Extract:
*** Block opens ***

Together, these results indicate that anti-HLA-G CAR-LFTT1 and CAR-15E7 T cells are specifically activated by, and cytotoxic against cells expressing the HLA-G isoforms that the LFTT1 and 15E7 mAbs recognize. All three hinges allowed cytotoxic function, even though CAR-T cells based on CH3 hinge were less efficient than CAR-T cells using the classical and CH2-CH3 hinges.
Anti-HLA-G CAR-T cells differentiate into long-term effector memory cells on repeated stimulations
Anti-HLA-G CAR-T cells demonstrated both specificity and efficiency after a single stimulation by HLA-G1-expressing target cells. Next, we studied their differentiation after repeated stimulations. For this, anti-HLA-G CAR-T cells were repeatedly stimulated every 12 days with K562-HLA-G1 cells (figure 4A). Expression of CD62L and CD45RA differentiation markers on CAR-T cells was monitored by flow cytometry prior to, and 24 hours after stimulation (figure 4B). CAR-T IFNγ, TNFα and IL-2 secretion was monitored at days 13, 26 and 39. After Stim-1, CAR-15E7CH3 could not control K562-HLA-G1 cells proliferation.
Anti-HLA-G CAR-T cells differentiated into long-term memory effector cells after repeated stimulation with HLA-G+ tumor cells. (A) Schematic representation of anti-HLA-G CAR-T cells repeated stimulation with K562-HLA-G1 tumor cells. Transduced CAR-LFTT1, CAR-15E7 sets or activated non-transduced T cells were repeatedly stimulated every 12 days with K562-HLA-G1 cells at a 10:1 E:T ratio. Expression of differentiation markers was monitored prior to and 24 hours after the stimulation and cytokines secretion levels were monitored at days 13, 26 and 39. (B) Representative flow cytometry analysis of the expression of CD62L and CD45RA differentiation markers on activated non-transduced, CAR-15E7 and CAR-LFTT1 T cells prior to and 24 hours after stimulations rounds. (C) Day prior stimulation and after each repeated stimulation with K562-HLA-G1 cells, differentiation of T cells was determined on the basis of their CD62L/CD45RA cell-surface expression. CAR-T cells were gated on CD8 and trCD19 reporter co-expression. (D) Co-culture medium was recovered the day after each stimulation with K562-HLA-G1 cells and analyzed for interferon (IFN)γ, interleukin (IL)-2 and tumor necrosis factor (TNF)α concentration (n=3). Columns represent means±SEM. For each panel, after first stimulation round, activated non-transduced T cells were removed from the experiment due to absence of cytotoxicity against K562-HLA-G1 cells.

*** Block closes ***

Pick up the passage on anti-HLA-G CAR-T cells after its last sentence and continue writing it.

The data:
*** Block opens ***

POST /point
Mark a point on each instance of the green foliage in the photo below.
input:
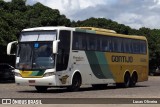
(15, 16)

*** Block closes ***

Answer to this exercise:
Prior to stimulation with HLA-G1-expressing cells (Stim-0), activated non-transduced and anti-HLA-G CAR-T cells contained: CD62L+CD45RA- central memory (TCM) cells (>50%), CD62L-CD45RA- T effector memory (TEM) cells (<30%), few remaining CD62L+CD45RA+ naïve T cells (10%) and barely detectable (<1%) effector memory RA T cells (TEMRA). From the first to third stimulation, both CAR-LFTT1 and CAR-15E7 presented the same differentiation profile: a predominant TEM population (>60%), a contraction of the TCM population (<30%), an almost extinction of the CD25-CD69- population and the induction of a small population of TEMRA cells (figure 4B,C).
CAR-LFTT1 displayed more TCM than the CAR-LFTT1CH2-CH3, which differentiated in TEM after repeated stimulations. All CAR-LFTT1 sets secreted IFNγ, TNFα and IL-2 cytokines (figure 4D). For both CAR-LFTT1 and CAR-LFTT1CH2-CH3, IFNγ secretion was strongly induced after Stim-1 and then remained stable, IL-2 secretion strongly increased between Stim-1 and Stim-2, and TNFα secretion was increased between Stim-1 and Stim-2. CH2-CH3 hinge secreted lower levels of these cytokines compared with classical hinge. Even though CAR-LFTT1CH3 secreted IFNγ after Stim-1, this secretion dramatically decreased along repeated stimulations. Also, IL-2 secretion for the CH3 hinge was weaker than for the classical or CH2-CH3 hinges, and TNFα secretion was barely detectable. For CAR-15E7 sets, IFNγ secretion also increased between Stim-1 and Stim-2 for all hinges, but its level was weaker than that of the CAR-LFTT1 sets. IL-2 and TNFα secretions were almost not detected for CAR-15E7 sets.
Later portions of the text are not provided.